Return every line of the entries below that contains the word "jacket". Case counts, so a line matches only when its capitalization is the same.

— START Records for this task —

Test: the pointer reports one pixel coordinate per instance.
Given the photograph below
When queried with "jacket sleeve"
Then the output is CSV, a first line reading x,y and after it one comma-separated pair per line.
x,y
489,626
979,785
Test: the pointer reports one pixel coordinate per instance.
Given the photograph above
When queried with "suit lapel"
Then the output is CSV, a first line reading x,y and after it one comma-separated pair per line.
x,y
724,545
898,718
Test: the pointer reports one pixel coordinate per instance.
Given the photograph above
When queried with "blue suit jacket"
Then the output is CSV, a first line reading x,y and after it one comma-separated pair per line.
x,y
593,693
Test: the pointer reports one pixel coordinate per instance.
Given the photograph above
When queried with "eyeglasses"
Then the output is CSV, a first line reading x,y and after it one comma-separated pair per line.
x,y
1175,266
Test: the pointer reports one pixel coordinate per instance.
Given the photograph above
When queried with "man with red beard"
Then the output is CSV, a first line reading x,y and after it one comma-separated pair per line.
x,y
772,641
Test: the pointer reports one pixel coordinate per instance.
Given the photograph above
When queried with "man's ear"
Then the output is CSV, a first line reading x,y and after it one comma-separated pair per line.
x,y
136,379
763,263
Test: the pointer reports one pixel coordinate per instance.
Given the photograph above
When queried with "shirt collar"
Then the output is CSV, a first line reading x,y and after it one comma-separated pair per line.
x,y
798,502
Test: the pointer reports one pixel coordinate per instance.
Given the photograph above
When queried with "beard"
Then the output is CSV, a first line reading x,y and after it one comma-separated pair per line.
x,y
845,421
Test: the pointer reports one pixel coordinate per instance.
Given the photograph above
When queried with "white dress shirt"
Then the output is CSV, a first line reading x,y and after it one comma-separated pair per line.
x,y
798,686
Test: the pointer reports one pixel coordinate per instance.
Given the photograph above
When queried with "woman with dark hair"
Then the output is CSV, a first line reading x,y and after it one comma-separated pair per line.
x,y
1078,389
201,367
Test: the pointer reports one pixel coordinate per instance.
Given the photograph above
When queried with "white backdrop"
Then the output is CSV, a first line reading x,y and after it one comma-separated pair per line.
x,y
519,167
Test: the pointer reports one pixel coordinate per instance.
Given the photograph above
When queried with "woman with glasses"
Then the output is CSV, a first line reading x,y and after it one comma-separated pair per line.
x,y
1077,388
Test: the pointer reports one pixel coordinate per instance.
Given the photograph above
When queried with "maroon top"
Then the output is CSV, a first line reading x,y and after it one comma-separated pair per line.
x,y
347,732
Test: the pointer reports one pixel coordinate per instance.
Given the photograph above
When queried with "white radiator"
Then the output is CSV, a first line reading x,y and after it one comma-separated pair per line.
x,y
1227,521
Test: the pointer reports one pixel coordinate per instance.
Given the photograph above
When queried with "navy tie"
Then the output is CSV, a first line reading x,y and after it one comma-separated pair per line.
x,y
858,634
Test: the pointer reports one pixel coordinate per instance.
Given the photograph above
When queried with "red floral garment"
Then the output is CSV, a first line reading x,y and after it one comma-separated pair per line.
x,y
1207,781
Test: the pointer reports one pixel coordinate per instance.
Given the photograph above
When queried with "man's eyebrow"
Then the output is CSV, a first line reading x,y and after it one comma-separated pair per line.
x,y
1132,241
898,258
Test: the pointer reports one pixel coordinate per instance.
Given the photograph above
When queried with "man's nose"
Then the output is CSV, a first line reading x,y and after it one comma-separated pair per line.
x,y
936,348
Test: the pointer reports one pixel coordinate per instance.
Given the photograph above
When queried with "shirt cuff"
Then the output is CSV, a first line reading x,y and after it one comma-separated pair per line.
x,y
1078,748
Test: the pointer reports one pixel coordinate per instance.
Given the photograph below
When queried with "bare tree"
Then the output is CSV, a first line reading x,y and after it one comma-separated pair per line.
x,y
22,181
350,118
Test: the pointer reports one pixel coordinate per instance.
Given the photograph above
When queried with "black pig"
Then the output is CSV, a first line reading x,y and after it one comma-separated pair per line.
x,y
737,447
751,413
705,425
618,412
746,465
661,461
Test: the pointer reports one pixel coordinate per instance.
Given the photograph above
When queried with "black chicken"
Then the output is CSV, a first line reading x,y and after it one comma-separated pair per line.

— END Records for this task —

(Solution to the problem)
When queried with "jacket sleeve"
When queried with "blue suit jacket"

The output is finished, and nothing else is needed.